James Joyce, A Portrait of the Artist as a Young Man

Joyce, James. A Portrait of the Artist as a Young Man. B.W. Huebsch, Inc, 1916.

Summary of Work
Stephen Dedalus, a young boy in Ireland near the end of the nineteenth century, is the main character of this story. The stream of consciousness narrative style follows Dedalus throughout his growth, letting the character’s thoughts and actions dictate the narrative rather than a completely omniscient narrator. While still a young boy, his parents send him to a Catholic boarding school, Clongowes Wood College, which is run by Jesuits. When he first arrives, he is homesick and gets bullied. He is chased into a ditch and gets sick from the cold water, and the other boys beg him not to tell on them for their actions. Soon after that, he begins to make friends with the other boys, and he also enjoys his time at home. One Christmas when he is home, political conversation starts and gets heated at the table because the Irish political leader Charles Stewart Parnell has died. One of his relatives insists that these men ought to follow the will of God and the preachers who preach it, and his father, Simon, states that priests should stay out of politics and says to hell with God.

Records of labeled points

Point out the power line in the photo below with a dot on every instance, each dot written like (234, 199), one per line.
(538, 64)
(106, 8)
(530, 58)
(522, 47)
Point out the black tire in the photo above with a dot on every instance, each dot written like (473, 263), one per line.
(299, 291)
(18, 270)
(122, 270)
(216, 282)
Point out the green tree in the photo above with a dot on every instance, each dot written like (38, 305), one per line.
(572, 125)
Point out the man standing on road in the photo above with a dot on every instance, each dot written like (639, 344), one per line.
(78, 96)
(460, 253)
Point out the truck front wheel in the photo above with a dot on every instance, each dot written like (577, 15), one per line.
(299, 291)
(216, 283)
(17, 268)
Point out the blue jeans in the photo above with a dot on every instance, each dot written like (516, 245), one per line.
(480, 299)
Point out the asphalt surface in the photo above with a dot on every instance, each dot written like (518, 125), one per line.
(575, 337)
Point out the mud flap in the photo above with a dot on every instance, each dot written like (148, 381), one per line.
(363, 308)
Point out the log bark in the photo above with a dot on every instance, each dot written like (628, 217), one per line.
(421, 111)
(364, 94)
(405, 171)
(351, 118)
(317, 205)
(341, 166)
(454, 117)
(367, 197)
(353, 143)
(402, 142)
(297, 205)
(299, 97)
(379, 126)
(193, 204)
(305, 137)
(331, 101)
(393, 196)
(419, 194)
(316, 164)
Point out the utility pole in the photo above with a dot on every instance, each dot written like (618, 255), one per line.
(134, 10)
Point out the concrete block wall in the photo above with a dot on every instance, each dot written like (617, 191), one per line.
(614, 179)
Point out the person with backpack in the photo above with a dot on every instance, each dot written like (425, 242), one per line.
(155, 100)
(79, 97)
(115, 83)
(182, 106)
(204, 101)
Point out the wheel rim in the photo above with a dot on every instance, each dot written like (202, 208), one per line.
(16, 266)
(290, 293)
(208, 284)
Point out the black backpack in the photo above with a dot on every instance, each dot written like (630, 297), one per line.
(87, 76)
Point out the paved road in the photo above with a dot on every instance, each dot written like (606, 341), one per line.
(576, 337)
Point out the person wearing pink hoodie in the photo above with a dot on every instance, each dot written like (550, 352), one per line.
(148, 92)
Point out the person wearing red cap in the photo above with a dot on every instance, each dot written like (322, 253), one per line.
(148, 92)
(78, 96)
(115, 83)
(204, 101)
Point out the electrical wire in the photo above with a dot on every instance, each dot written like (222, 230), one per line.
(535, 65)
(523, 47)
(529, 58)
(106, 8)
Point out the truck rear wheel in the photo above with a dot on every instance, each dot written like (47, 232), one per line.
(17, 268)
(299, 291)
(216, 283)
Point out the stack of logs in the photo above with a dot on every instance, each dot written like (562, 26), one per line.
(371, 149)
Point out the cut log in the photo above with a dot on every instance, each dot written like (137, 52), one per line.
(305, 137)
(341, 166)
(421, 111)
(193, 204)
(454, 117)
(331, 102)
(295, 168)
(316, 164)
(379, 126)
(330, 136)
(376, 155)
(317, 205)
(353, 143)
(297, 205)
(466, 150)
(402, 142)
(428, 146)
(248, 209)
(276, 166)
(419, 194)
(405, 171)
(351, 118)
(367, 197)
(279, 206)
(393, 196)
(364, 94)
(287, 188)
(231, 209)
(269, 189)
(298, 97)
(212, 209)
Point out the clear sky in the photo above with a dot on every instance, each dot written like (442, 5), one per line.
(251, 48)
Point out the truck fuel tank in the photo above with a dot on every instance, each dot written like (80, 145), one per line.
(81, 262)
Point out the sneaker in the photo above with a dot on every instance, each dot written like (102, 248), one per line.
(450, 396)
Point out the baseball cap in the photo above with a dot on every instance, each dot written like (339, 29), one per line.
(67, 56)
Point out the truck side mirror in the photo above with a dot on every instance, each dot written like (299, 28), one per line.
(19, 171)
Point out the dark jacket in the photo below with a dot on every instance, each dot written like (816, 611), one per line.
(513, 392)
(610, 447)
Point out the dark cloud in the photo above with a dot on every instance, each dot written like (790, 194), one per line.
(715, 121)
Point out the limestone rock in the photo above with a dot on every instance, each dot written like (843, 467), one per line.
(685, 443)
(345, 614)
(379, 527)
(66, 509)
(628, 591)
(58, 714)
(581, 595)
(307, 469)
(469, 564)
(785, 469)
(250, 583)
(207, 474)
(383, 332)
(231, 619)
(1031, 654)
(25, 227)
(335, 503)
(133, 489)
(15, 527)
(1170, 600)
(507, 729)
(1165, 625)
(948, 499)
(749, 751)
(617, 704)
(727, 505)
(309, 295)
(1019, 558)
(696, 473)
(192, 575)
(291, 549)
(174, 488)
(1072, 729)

# [What you should do]
Condense the novel summary at the top of the page into two sentences.

# [Result for this exercise]
Set in Ireland near the end of the nineteenth century and told in a stream of consciousness style, the story follows Stephen Dedalus, whose parents send him as a young boy to Clongowes Wood College, a Jesuit-run Catholic boarding school where he is first homesick and bullied before he makes friends. At home one Christmas, the death of the Irish political leader Charles Stewart Parnell sets off a heated argument at the table, and his father, Simon, states that priests should stay out of politics.